> DOCUMENT TEXT:
+ + +

This year we were thrilled to see approximately 75 undergraduates earn their bachelor’s degree in history and we inducted five students into Phi Alpha Theta, the national history honors society. Students also revived the History Club. They held many movie nights, organized discussion sections with faculty on current events, and hosted trivia contests. They have also been working on a long-term project: helping to restore a long-forgotten rural cemetery in Whitman County. They are identifying graves and working with the Whitman County Historical Society to learn about the people buried in them.

The History department is continuing to support a major research project called “Fallen Cougs” and led by Prof. Ray Sun and a team of students. The researchers are diving into the archives, poring over old newspapers, and studying military records to learn the fate of approximately 200 WSU students who gave their lives for their country during World War II. You can read their stories online.

+ + +

> GIVEN TASK 1:
Name every kind of source that the department update says the "Fallen Cougs" researchers are examining.
> GIVEN TASK 2:
According to the department update, how many students were inducted into Phi Alpha Theta this year?
> GIVEN TASK 3:
Based on the department update, why are the History Club students working with the Whitman County Historical Society?
The saved entries aren't needed here.

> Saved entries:
+ + +

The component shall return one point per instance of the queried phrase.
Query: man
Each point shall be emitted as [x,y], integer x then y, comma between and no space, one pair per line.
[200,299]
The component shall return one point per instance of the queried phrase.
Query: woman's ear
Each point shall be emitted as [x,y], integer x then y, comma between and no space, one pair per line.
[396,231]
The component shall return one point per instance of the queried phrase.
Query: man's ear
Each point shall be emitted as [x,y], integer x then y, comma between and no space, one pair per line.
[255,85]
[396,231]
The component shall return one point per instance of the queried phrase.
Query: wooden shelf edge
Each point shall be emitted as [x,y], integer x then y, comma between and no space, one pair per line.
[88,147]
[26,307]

+ + +

> ANSWER 1:
Archives, old newspapers, and military records.

> ANSWER 2:
Five students.

> ANSWER 3:
They are helping to restore a long-forgotten rural cemetery in Whitman County. They are working with the society to learn about the people buried in the graves they are identifying.